-- Working data --
============
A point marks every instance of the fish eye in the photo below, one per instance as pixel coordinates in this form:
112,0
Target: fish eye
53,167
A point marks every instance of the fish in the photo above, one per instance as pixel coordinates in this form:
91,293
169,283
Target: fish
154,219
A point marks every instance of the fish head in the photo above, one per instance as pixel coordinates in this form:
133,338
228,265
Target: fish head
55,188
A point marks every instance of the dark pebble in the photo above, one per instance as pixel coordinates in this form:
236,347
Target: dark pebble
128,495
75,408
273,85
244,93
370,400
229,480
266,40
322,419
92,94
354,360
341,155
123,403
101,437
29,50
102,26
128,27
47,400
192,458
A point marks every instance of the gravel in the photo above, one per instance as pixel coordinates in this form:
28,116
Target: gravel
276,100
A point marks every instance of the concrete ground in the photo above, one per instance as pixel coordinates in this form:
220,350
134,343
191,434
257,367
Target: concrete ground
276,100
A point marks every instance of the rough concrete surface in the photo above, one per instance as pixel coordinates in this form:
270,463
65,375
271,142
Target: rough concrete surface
============
-- What is needed --
Give an exact repetition of all the material.

-- The answer --
A point marks every instance of the fish eye in the photo below, one per instance as pixel coordinates in this form:
112,0
Target: fish eye
53,167
A point marks every instance of the fish in the photo above, one per instance as pixel coordinates in this form:
91,293
169,283
Target: fish
154,219
A point marks every instance of the fish head in the photo above, one per instance as pixel coordinates in this form:
133,338
228,265
Target: fish head
55,188
A point marks every instance of the dark pebble in the photo above, one per instance as pixel coordinates in this form:
236,347
Target: dark pebble
128,495
75,408
273,85
244,93
370,400
229,480
266,40
322,419
92,94
354,360
341,155
123,403
101,437
29,50
102,26
128,27
47,400
192,458
A point marks every instance of the gravel in the photo above, one per instance as pixel coordinates in this form:
28,116
Target: gravel
276,100
A point marks every instance of the concrete ground in the photo above, one per instance as pixel coordinates in this form:
220,350
134,343
191,434
257,367
Target: concrete ground
276,100
A point marks every instance of the rough concrete surface in the photo above, one per instance as pixel coordinates in this form:
270,463
65,375
271,142
Target: rough concrete surface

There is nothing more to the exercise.